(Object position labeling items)
<<<<

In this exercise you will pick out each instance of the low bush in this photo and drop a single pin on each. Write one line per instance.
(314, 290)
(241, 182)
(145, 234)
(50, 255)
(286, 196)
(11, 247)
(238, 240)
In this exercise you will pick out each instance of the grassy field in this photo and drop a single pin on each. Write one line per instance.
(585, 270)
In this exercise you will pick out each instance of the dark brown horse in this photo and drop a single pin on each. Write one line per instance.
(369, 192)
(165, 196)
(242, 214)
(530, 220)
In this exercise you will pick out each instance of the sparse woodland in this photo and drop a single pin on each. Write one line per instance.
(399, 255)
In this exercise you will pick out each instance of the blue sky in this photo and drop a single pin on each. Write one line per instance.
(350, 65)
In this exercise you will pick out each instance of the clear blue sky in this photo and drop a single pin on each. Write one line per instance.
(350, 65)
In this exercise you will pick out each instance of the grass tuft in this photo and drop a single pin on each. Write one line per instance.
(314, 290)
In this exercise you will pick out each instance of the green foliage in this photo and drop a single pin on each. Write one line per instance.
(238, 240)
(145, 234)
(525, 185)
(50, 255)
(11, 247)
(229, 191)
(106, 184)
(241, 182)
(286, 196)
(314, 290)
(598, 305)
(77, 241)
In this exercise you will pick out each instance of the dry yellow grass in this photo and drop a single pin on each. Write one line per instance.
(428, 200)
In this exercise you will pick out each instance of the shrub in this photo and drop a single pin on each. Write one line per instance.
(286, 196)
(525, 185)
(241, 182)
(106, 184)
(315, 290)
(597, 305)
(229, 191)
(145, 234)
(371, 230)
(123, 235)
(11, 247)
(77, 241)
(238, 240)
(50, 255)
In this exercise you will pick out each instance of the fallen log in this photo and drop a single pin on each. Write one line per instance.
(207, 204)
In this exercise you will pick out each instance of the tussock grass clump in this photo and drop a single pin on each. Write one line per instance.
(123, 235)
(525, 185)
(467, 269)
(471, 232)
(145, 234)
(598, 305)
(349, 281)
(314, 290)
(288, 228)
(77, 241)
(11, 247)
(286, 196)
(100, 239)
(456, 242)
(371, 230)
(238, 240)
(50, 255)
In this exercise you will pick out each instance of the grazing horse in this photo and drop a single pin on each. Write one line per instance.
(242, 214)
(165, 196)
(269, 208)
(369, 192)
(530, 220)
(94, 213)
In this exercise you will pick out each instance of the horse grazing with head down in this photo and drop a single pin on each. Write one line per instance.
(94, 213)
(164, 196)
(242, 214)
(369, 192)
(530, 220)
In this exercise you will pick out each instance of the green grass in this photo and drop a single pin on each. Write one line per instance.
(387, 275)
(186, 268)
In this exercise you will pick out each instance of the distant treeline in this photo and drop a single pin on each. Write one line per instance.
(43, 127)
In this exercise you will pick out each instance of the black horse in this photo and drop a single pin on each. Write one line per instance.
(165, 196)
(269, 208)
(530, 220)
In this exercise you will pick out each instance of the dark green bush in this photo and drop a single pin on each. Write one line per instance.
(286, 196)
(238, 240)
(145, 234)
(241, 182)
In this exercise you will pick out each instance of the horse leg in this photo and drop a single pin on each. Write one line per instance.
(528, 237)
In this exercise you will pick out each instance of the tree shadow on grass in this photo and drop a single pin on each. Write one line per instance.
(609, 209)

>>>>
<<<<

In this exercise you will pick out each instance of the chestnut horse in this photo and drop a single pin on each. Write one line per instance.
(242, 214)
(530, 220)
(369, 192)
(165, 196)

>>>>
<<<<

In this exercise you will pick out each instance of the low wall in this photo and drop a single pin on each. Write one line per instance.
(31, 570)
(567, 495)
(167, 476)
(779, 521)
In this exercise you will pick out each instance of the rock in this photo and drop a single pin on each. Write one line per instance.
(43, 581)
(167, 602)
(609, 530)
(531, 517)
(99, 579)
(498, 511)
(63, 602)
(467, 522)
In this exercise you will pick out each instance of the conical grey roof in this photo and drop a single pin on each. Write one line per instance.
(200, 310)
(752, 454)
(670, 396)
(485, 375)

>>>>

Work instructions: State how many lines of the items above contain the word "grazing". Give only the number.

Solution to this exercise: 2